§ Material for the task
----

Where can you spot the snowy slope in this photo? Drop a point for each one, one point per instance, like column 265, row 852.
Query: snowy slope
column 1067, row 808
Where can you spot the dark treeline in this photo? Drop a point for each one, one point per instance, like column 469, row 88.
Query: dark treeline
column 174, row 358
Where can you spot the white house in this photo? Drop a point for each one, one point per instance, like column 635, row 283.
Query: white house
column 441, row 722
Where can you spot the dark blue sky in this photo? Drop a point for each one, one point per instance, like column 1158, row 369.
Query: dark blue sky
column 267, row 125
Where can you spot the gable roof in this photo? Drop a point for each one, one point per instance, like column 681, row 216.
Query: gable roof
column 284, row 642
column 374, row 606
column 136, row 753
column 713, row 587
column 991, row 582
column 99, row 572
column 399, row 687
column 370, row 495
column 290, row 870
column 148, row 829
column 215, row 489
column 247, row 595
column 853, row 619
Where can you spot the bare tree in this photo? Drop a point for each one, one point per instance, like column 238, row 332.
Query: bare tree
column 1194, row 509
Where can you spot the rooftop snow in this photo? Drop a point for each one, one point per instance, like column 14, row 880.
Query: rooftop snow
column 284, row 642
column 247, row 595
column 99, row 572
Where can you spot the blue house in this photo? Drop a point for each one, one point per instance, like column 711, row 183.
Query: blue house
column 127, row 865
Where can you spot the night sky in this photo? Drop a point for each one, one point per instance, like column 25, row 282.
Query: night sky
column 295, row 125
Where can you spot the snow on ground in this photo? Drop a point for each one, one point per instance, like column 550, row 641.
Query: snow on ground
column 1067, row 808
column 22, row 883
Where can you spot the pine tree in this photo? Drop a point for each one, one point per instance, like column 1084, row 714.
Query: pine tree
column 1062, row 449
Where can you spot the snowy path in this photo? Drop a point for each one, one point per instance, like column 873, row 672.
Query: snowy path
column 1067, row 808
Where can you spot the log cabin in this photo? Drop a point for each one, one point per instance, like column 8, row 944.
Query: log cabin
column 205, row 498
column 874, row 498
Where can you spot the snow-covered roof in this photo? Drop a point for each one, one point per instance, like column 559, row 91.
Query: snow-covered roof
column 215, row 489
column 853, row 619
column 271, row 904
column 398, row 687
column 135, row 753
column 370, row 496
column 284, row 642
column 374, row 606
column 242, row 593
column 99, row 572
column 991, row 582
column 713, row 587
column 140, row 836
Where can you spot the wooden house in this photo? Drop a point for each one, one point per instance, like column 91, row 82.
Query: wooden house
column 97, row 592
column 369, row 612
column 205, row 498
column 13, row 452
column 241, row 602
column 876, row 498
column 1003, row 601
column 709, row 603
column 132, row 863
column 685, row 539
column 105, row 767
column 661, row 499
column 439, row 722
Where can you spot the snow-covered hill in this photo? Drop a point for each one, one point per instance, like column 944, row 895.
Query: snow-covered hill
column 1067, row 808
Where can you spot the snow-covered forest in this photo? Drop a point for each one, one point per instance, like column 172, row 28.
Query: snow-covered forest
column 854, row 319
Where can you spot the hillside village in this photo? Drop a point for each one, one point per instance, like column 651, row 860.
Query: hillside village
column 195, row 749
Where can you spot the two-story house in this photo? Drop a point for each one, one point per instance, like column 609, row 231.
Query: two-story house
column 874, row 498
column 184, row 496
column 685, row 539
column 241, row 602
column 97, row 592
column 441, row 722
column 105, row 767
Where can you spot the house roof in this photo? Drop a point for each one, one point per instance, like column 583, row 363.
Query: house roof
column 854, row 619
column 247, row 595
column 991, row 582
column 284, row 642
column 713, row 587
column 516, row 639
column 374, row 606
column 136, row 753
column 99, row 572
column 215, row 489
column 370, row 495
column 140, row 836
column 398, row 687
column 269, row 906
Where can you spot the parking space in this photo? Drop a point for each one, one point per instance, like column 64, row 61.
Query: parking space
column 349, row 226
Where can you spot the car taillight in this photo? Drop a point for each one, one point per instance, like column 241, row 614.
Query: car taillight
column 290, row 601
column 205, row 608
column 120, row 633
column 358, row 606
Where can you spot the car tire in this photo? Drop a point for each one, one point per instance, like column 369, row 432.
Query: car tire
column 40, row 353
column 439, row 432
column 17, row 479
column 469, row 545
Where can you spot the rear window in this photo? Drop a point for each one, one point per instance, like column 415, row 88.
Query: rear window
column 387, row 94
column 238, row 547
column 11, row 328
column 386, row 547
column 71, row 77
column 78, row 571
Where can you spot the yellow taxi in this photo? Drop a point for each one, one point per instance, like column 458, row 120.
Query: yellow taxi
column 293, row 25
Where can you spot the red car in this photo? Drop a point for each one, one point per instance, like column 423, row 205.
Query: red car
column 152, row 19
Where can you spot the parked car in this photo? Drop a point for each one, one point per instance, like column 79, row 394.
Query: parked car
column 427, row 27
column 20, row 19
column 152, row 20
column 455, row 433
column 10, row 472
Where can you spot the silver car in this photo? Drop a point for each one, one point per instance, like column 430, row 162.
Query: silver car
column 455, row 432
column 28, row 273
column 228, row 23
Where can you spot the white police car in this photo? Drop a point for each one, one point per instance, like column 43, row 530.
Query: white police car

----

§ What is being asked
Set down the entries verbatim, leaving none out.

§ Response for this exercise
Where can you spot the snowy slope in this photo? Drop a point for each one, one point per instance, like column 265, row 852.
Query: snowy slope
column 1067, row 808
Where can you spot the dark treeline in this photo? Drop a point for each one, one point per instance, like column 469, row 88.
Query: dark treeline
column 174, row 358
Where can you spot the white house in this photo? Drop a point for each one, one point per instance, like column 635, row 283.
Query: white house
column 441, row 722
Where can you spot the dark blue sky in this photo? Drop a point for each one, one point per instance, like column 1158, row 369.
Query: dark blue sky
column 267, row 125
Where can you spot the gable roof in this photo? Drop a point for each one, one point per instance, like column 681, row 216.
Query: gable roof
column 284, row 642
column 374, row 606
column 136, row 753
column 713, row 587
column 991, row 582
column 99, row 572
column 399, row 687
column 370, row 495
column 290, row 870
column 148, row 829
column 215, row 489
column 247, row 595
column 853, row 619
Where can you spot the bare tree in this photo? Drop a point for each one, one point per instance, like column 238, row 332.
Query: bare tree
column 1194, row 509
Where can you spot the rooftop snow in this photo? Drop a point for each one, one point per instance, like column 14, row 880.
Query: rooftop snow
column 284, row 642
column 247, row 595
column 99, row 572
Where can you spot the blue house in this photo? Drop a point for each one, one point per instance, like column 711, row 183.
Query: blue house
column 127, row 865
Where can you spot the night sky in this photo? Drop a point for each one, one point per instance, like column 25, row 282.
Query: night sky
column 295, row 125
Where can you spot the snow on ground in this photo? Drop a point for each one, one point per instance, like column 550, row 641.
Query: snow on ground
column 1067, row 808
column 22, row 883
Where can you spot the pine tree in this photo? Drop a point for each one, one point per instance, like column 1084, row 714.
Query: pine tree
column 1062, row 449
Where can you spot the snowy path in this photo? Drop a point for each one, one point per instance, like column 873, row 672.
Query: snowy path
column 1067, row 808
Where can you spot the log cabin in this photo? Drop a point for each one, one point per instance, like column 8, row 944.
Query: log cabin
column 205, row 498
column 874, row 498
Where can you spot the snow-covered roof in this photo? Drop a point for each one, one point per instance, like column 559, row 91.
Query: snow-covered roof
column 215, row 489
column 853, row 619
column 271, row 904
column 398, row 687
column 135, row 753
column 370, row 496
column 284, row 642
column 374, row 606
column 242, row 593
column 99, row 572
column 991, row 582
column 713, row 587
column 140, row 836
Where can you spot the wooden house in this photo? Drop a point for each one, one point per instance, like column 91, row 82.
Query: wooden house
column 97, row 592
column 369, row 612
column 205, row 498
column 13, row 452
column 241, row 602
column 876, row 498
column 1003, row 601
column 709, row 603
column 132, row 863
column 685, row 539
column 105, row 767
column 661, row 499
column 439, row 722
Where can you spot the snow-covered hill in this photo? Drop a point for each one, one point per instance, like column 944, row 895.
Query: snow-covered hill
column 1067, row 808
Where can you spot the snow-covered forest in this photo? Drop a point for each one, one point per instance, like column 172, row 28.
Query: snow-covered forest
column 854, row 319
Where can you spot the hillside village in this photo? Drop a point for each one, one point per instance, like column 651, row 860.
Query: hillside village
column 195, row 749
Where can you spot the two-story house in this photo? Drop a point for each one, one point per instance, like column 609, row 231.
Query: two-story house
column 874, row 498
column 184, row 496
column 685, row 539
column 241, row 602
column 97, row 592
column 441, row 722
column 105, row 767
Where can you spot the house roof in this photo? Drop a point for each one, one point per instance, like column 583, row 363.
Query: house roof
column 854, row 619
column 247, row 595
column 991, row 582
column 284, row 642
column 713, row 587
column 516, row 639
column 374, row 606
column 136, row 753
column 99, row 572
column 215, row 489
column 370, row 495
column 140, row 836
column 398, row 687
column 269, row 906
Where can you spot the parking space in this photo? Drop a point for each one, one point per instance, like column 64, row 61.
Query: parking space
column 349, row 226
Where can you spot the car taillight in this photo? Drop a point for each one, one point per instance, like column 241, row 614.
Query: car taillight
column 290, row 601
column 205, row 608
column 120, row 633
column 358, row 606
Where can you spot the car tire in this photo? Drop a point for each one, one point per instance, like column 369, row 432.
Query: car tire
column 40, row 353
column 439, row 432
column 17, row 479
column 469, row 545
Where can you spot the rear window in this photo? Drop a point for each one, one point per instance, like column 415, row 88.
Query: rear window
column 387, row 94
column 238, row 547
column 11, row 328
column 386, row 547
column 71, row 77
column 78, row 571
Where can you spot the yellow taxi in this photo? Drop a point for each one, one point per instance, like column 458, row 120.
Query: yellow taxi
column 293, row 25
Where can you spot the red car in this photo? Drop a point for each one, one point per instance, like column 423, row 205.
Query: red car
column 152, row 19
Where can you spot the parked car in this photo? Drop a point for each one, one point per instance, like column 79, row 394.
Query: parked car
column 427, row 27
column 20, row 19
column 152, row 20
column 455, row 433
column 10, row 472
Where can you spot the silver car in this photo? Drop a point for each one, one point per instance, like column 430, row 162.
Query: silver car
column 455, row 432
column 28, row 273
column 228, row 23
Where can you spot the white police car in this photo? Drop a point for each one, one point per instance, like column 43, row 530.
Query: white police car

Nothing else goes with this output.